(Beginning of PAGE EXTRACT)
10.5.1  Air freezing

This is an oldest method of freezing and utilizes cool air having a temperature of -18 to -40°C as freezing method. Different types of air freezing are:

a)      Tunnel freezing

b)     Fluidized bed Freezing

c)      Air blast freezing

Air-blast freezers recirculate air over foods at between -30°C and -50°C at a velocity of 1.5-6.0 ms^-1. The high air velocity reduces the thickness of boundary air films. Air flow is either parallel or perpendicular to the food and is ducted to pass evenly over all food pieces.

Air freezing may result in

·        Excessive drying

·        Costly

·        More efficient & more rapid heat transfer

·        Less product dehydration & less frequent requirement of frosting.

·        Short freezing time so less moisture loss.

10.5.2  Plate freezing

Packaged or fresh commodities are placed over the surface of plate cooled by refrigerant in a cylindrical scraped – surface heat exchanges. Double plates are specially used in retail storage. Plate freezing is a slow freezing process and packages must be of uniform thickness.

10.5.3  Liquid immersion freezing

Certain liquids are used as refrigerant which are known as cryogens. Example: Liquid Nitrogen, Liquid NO₂, Liquid Ammonia, etc.
(End of PAGE EXTRACT)
■ INSTRUCTIONS ■
[a] Print the freezing methods text from "a)      Tunnel freezing" up to and including "all food pieces.".
[b] In the freezing methods text, between what temperatures do air-blast freezers recirculate air over foods?
[c] List every type of air freezing that the freezing methods text names.
The items are unrelated to the freezing methods text.
(Beginning of EXCERPTED RECORDS)
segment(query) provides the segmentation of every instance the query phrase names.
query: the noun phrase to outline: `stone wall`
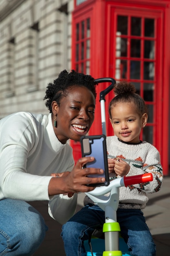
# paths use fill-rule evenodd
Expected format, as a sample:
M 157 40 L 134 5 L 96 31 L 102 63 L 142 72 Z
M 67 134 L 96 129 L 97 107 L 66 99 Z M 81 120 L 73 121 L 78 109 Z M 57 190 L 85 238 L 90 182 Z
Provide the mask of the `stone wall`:
M 48 83 L 71 68 L 73 0 L 0 0 L 0 118 L 48 113 Z

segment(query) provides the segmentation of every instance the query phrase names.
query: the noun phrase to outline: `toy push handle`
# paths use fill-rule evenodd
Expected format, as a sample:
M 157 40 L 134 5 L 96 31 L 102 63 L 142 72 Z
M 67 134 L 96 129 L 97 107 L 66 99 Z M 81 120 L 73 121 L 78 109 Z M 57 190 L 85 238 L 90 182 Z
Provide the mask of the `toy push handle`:
M 135 176 L 124 177 L 124 183 L 125 186 L 132 184 L 144 183 L 153 180 L 153 175 L 152 173 L 144 173 Z
M 106 82 L 110 82 L 111 83 L 111 85 L 108 87 L 107 87 L 107 88 L 105 89 L 104 90 L 100 92 L 100 101 L 102 100 L 105 99 L 105 96 L 113 89 L 114 85 L 116 83 L 115 80 L 113 79 L 113 78 L 112 78 L 111 77 L 104 77 L 103 78 L 99 78 L 98 79 L 95 79 L 95 81 L 97 82 L 97 83 L 105 83 Z

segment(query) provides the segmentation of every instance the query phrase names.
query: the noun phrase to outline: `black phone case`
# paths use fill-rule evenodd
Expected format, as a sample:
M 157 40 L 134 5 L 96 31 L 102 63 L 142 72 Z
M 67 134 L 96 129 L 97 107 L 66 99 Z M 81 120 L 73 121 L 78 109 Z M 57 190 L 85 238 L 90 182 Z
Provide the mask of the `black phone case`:
M 87 186 L 108 186 L 109 184 L 108 163 L 107 159 L 106 137 L 104 135 L 100 135 L 82 136 L 80 139 L 82 157 L 94 157 L 95 160 L 87 163 L 84 166 L 103 169 L 104 173 L 98 177 L 104 177 L 106 181 L 103 183 L 88 184 Z M 91 175 L 89 177 L 96 177 L 97 175 Z

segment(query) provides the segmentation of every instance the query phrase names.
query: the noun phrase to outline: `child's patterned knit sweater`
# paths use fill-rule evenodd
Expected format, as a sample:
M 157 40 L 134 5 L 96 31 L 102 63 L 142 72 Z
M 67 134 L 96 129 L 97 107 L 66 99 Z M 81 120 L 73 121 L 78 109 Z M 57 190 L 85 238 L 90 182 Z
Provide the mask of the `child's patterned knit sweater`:
M 148 201 L 146 193 L 159 191 L 163 180 L 162 168 L 159 152 L 146 141 L 139 144 L 128 144 L 119 141 L 115 136 L 107 137 L 106 143 L 108 158 L 119 157 L 130 165 L 130 168 L 127 176 L 146 173 L 152 174 L 152 182 L 120 188 L 119 208 L 144 209 Z M 120 177 L 114 173 L 110 176 L 110 181 Z M 89 199 L 85 198 L 85 204 L 90 202 Z

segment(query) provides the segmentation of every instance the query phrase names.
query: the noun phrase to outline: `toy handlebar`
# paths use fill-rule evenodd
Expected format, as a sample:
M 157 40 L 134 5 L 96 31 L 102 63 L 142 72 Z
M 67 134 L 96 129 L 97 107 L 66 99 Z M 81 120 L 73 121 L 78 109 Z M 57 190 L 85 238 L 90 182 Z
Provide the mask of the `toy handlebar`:
M 152 180 L 153 176 L 150 173 L 128 177 L 124 176 L 113 180 L 110 182 L 109 185 L 108 186 L 101 186 L 96 187 L 94 190 L 86 192 L 85 193 L 88 195 L 95 196 L 103 195 L 110 192 L 113 187 L 120 188 L 121 186 L 127 186 L 129 185 L 146 183 Z
M 129 176 L 124 177 L 125 186 L 132 184 L 138 184 L 148 182 L 153 180 L 153 176 L 152 173 L 144 173 L 135 176 Z
M 106 82 L 110 82 L 112 83 L 110 86 L 105 89 L 103 91 L 102 91 L 100 93 L 100 101 L 102 100 L 105 100 L 105 96 L 113 89 L 114 85 L 116 83 L 115 80 L 113 79 L 113 78 L 112 78 L 111 77 L 104 77 L 103 78 L 96 79 L 95 79 L 95 81 L 97 83 L 104 83 Z

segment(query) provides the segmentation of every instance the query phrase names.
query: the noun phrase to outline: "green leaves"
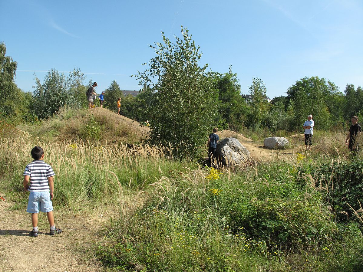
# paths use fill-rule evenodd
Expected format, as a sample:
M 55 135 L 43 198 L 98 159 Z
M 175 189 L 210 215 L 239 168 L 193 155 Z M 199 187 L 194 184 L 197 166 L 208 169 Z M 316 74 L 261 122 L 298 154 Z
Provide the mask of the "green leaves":
M 154 93 L 146 109 L 151 140 L 171 144 L 182 156 L 198 153 L 217 118 L 215 85 L 208 65 L 199 66 L 201 54 L 188 32 L 182 26 L 183 37 L 175 36 L 175 43 L 162 33 L 163 42 L 154 43 L 156 56 L 149 69 L 134 76 Z

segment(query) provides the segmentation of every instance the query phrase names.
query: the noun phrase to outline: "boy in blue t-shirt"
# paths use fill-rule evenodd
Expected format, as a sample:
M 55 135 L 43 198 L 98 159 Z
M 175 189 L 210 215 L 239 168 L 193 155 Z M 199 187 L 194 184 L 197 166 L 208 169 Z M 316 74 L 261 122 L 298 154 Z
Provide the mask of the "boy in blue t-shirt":
M 105 95 L 105 92 L 102 91 L 101 94 L 98 96 L 99 99 L 99 104 L 101 105 L 101 107 L 103 108 L 103 102 L 105 102 L 105 99 L 103 99 L 103 95 Z
M 213 133 L 209 135 L 208 138 L 208 143 L 207 146 L 208 148 L 208 158 L 211 162 L 211 166 L 212 166 L 212 160 L 216 159 L 216 150 L 217 150 L 217 144 L 219 140 L 219 136 L 217 135 L 217 132 L 218 131 L 217 128 L 213 129 Z

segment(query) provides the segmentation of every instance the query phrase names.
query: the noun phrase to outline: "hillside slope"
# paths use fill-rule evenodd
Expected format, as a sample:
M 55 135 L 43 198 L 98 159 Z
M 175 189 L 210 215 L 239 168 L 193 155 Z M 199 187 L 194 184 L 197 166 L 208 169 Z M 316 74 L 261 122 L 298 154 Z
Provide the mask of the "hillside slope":
M 60 140 L 86 139 L 86 126 L 92 115 L 94 116 L 100 129 L 100 140 L 105 143 L 142 142 L 147 138 L 147 133 L 150 130 L 148 128 L 140 126 L 137 121 L 104 108 L 83 110 L 70 117 L 69 115 L 62 115 L 61 113 L 60 115 L 61 120 L 67 120 L 57 136 Z

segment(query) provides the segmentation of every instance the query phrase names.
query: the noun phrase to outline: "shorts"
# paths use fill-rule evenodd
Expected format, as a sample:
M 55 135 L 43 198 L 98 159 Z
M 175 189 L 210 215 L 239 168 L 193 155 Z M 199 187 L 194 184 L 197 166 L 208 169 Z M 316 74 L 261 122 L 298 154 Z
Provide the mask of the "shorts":
M 53 205 L 49 191 L 30 192 L 29 194 L 26 212 L 37 214 L 40 210 L 42 213 L 49 213 L 53 210 Z
M 305 145 L 311 145 L 313 134 L 304 134 L 304 136 L 305 137 Z

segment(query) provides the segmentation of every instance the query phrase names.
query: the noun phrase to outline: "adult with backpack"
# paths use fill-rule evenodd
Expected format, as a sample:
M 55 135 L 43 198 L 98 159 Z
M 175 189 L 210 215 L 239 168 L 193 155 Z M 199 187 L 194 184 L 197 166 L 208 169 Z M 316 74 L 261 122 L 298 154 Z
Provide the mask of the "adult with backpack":
M 87 100 L 88 100 L 88 108 L 91 108 L 91 105 L 93 103 L 93 97 L 95 97 L 95 96 L 97 95 L 94 90 L 94 87 L 97 86 L 97 82 L 93 82 L 93 85 L 90 86 L 86 92 L 86 95 L 87 96 Z

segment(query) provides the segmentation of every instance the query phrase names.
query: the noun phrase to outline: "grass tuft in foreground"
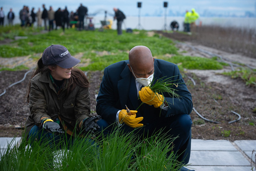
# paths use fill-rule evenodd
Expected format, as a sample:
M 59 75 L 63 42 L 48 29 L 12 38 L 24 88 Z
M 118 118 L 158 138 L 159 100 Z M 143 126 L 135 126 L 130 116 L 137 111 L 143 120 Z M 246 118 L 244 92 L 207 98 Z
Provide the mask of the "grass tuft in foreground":
M 0 170 L 177 170 L 183 165 L 176 160 L 173 152 L 166 157 L 172 144 L 164 137 L 158 133 L 140 141 L 134 134 L 124 134 L 117 129 L 93 141 L 78 138 L 69 149 L 57 143 L 50 148 L 46 142 L 35 143 L 32 150 L 24 141 L 20 148 L 12 148 L 13 141 L 1 154 Z M 61 150 L 57 147 L 60 146 Z

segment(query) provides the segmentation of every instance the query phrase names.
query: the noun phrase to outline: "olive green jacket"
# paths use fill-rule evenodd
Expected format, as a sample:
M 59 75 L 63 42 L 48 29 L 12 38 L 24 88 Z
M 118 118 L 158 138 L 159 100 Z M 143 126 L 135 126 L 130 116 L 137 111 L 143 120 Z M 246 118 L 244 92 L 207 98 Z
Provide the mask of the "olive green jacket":
M 74 132 L 76 127 L 79 132 L 83 120 L 90 117 L 89 87 L 77 86 L 67 96 L 67 80 L 58 96 L 48 72 L 37 74 L 31 79 L 31 83 L 30 114 L 25 125 L 26 135 L 35 125 L 41 126 L 41 120 L 46 118 L 54 120 L 58 118 L 65 131 L 70 134 Z

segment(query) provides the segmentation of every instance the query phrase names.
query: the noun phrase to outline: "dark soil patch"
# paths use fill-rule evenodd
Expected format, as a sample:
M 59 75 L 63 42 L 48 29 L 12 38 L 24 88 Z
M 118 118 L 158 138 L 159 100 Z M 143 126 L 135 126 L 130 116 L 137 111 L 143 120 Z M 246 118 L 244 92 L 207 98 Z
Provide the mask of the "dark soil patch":
M 26 71 L 1 72 L 2 78 L 0 92 L 3 92 L 9 85 L 21 79 L 25 72 Z M 250 105 L 254 104 L 254 107 L 256 105 L 255 99 L 248 97 L 248 96 L 255 94 L 255 88 L 241 86 L 244 84 L 241 80 L 235 80 L 236 84 L 232 86 L 214 82 L 206 83 L 205 78 L 188 72 L 183 75 L 192 94 L 194 107 L 196 110 L 208 119 L 220 123 L 214 124 L 204 121 L 193 111 L 190 114 L 193 122 L 193 138 L 223 139 L 232 141 L 255 139 L 255 126 L 251 125 L 250 123 L 255 123 L 256 113 L 252 112 L 253 106 Z M 92 114 L 95 115 L 95 95 L 98 93 L 103 73 L 99 71 L 92 72 L 87 73 L 87 75 L 91 84 Z M 196 86 L 193 85 L 188 76 L 193 78 L 196 83 Z M 15 129 L 15 126 L 21 126 L 24 124 L 29 115 L 28 106 L 24 103 L 24 97 L 30 76 L 31 73 L 29 74 L 23 82 L 6 89 L 6 93 L 0 97 L 0 137 L 21 135 L 22 130 Z M 238 94 L 241 94 L 245 98 L 238 98 Z M 253 101 L 250 102 L 250 101 Z M 230 124 L 228 122 L 238 118 L 237 116 L 230 112 L 231 110 L 240 113 L 241 118 L 239 121 Z

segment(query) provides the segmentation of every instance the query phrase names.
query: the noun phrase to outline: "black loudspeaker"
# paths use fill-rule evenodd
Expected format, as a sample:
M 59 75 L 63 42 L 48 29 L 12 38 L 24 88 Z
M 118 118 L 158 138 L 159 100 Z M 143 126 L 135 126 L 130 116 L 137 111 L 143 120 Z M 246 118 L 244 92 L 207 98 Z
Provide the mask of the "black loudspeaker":
M 138 8 L 141 8 L 141 2 L 138 2 Z
M 163 3 L 163 7 L 165 8 L 167 7 L 168 5 L 168 3 L 167 2 L 164 2 Z

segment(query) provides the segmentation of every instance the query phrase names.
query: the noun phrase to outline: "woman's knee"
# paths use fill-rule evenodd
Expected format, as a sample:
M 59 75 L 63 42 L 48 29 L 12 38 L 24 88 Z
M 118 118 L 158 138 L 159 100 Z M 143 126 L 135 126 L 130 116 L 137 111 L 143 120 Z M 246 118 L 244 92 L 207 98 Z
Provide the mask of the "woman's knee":
M 105 129 L 109 126 L 108 122 L 106 120 L 101 119 L 97 122 L 97 124 L 100 128 L 100 131 L 103 131 Z

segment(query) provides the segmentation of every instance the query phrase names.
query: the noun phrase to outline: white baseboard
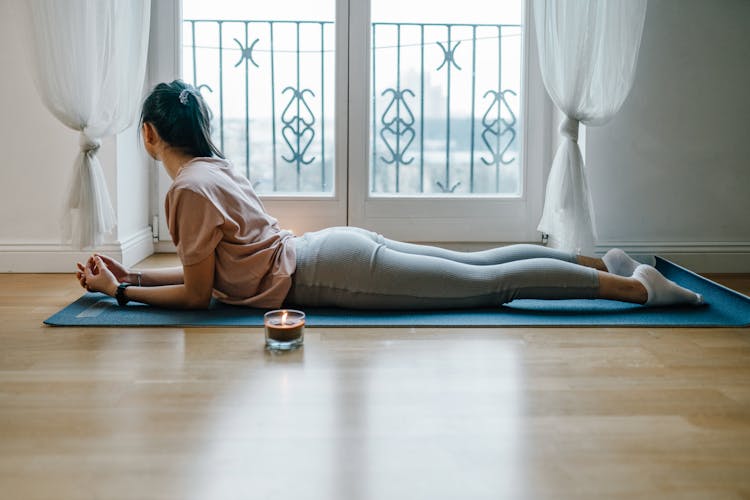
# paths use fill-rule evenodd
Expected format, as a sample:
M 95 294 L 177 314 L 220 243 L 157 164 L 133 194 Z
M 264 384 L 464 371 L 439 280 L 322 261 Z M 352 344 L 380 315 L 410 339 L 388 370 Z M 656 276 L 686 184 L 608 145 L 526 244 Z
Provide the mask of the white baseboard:
M 133 265 L 154 253 L 151 230 L 144 228 L 130 238 L 101 245 L 97 252 Z M 0 243 L 0 272 L 73 273 L 76 262 L 85 262 L 91 250 L 76 250 L 60 243 Z
M 697 273 L 750 273 L 749 242 L 622 242 L 599 241 L 596 254 L 621 248 L 638 257 L 659 255 Z

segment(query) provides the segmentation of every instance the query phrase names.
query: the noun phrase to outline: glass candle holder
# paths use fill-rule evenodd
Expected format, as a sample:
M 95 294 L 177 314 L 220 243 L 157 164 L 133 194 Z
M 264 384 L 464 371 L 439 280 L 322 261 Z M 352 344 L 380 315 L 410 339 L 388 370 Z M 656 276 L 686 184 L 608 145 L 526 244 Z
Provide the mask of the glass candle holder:
M 302 345 L 305 338 L 305 313 L 294 309 L 276 309 L 263 315 L 266 348 L 288 351 Z

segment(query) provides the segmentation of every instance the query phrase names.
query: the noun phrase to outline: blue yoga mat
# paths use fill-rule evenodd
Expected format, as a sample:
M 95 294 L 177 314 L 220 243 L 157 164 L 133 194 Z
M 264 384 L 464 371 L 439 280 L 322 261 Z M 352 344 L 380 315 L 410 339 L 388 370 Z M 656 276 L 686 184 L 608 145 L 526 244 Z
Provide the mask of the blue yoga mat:
M 439 311 L 361 311 L 309 308 L 309 327 L 398 326 L 750 326 L 750 298 L 657 257 L 668 279 L 703 295 L 706 304 L 643 307 L 611 300 L 514 300 L 491 309 Z M 99 293 L 87 293 L 45 323 L 52 326 L 232 326 L 263 325 L 262 309 L 215 302 L 205 311 L 161 309 L 131 303 L 119 307 Z

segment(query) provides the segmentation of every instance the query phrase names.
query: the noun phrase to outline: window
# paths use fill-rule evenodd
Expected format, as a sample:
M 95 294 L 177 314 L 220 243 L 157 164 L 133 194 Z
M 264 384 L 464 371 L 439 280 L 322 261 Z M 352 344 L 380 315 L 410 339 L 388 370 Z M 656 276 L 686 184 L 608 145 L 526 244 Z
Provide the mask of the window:
M 201 89 L 216 142 L 284 227 L 537 238 L 549 109 L 523 0 L 169 0 L 154 10 L 155 23 L 179 22 L 157 34 L 152 80 L 169 79 L 157 75 L 172 62 Z

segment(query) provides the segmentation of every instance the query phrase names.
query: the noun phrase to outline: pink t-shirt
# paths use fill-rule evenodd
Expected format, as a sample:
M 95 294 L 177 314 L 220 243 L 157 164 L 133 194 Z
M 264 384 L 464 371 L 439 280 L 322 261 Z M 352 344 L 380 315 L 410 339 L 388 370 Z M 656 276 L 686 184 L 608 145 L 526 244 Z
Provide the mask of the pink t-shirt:
M 182 264 L 216 256 L 214 297 L 279 307 L 296 266 L 293 235 L 268 215 L 250 182 L 220 158 L 186 163 L 167 192 L 167 224 Z

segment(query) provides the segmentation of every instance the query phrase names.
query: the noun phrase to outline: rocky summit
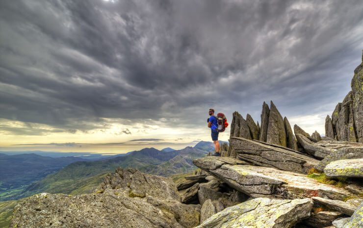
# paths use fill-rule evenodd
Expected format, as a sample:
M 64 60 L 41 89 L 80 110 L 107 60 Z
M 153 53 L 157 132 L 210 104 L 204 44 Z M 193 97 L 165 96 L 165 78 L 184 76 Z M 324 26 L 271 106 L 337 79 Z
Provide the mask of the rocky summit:
M 117 169 L 92 194 L 42 193 L 17 205 L 11 228 L 363 228 L 363 63 L 352 91 L 309 134 L 271 101 L 260 125 L 233 113 L 221 157 L 178 183 Z

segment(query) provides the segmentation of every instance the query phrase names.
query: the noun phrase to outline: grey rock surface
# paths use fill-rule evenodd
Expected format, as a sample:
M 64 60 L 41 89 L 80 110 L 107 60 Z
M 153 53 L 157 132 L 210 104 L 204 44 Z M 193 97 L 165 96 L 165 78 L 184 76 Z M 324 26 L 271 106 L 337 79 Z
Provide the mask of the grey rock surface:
(End of EXCERPTED RECORDS)
■ ANSWERS BY TASK ■
[a]
a)      Tunnel freezing

b)     Fluidized bed Freezing

c)      Air blast freezing

Air-blast freezers recirculate air over foods at between -30°C and -50°C at a velocity of 1.5-6.0 ms^-1. The high air velocity reduces the thickness of boundary air films. Air flow is either parallel or perpendicular to the food and is ducted to pass evenly over all food pieces.

[b] Between -30°C and -50°C.

[c] Tunnel freezing, fluidized bed freezing, air blast freezing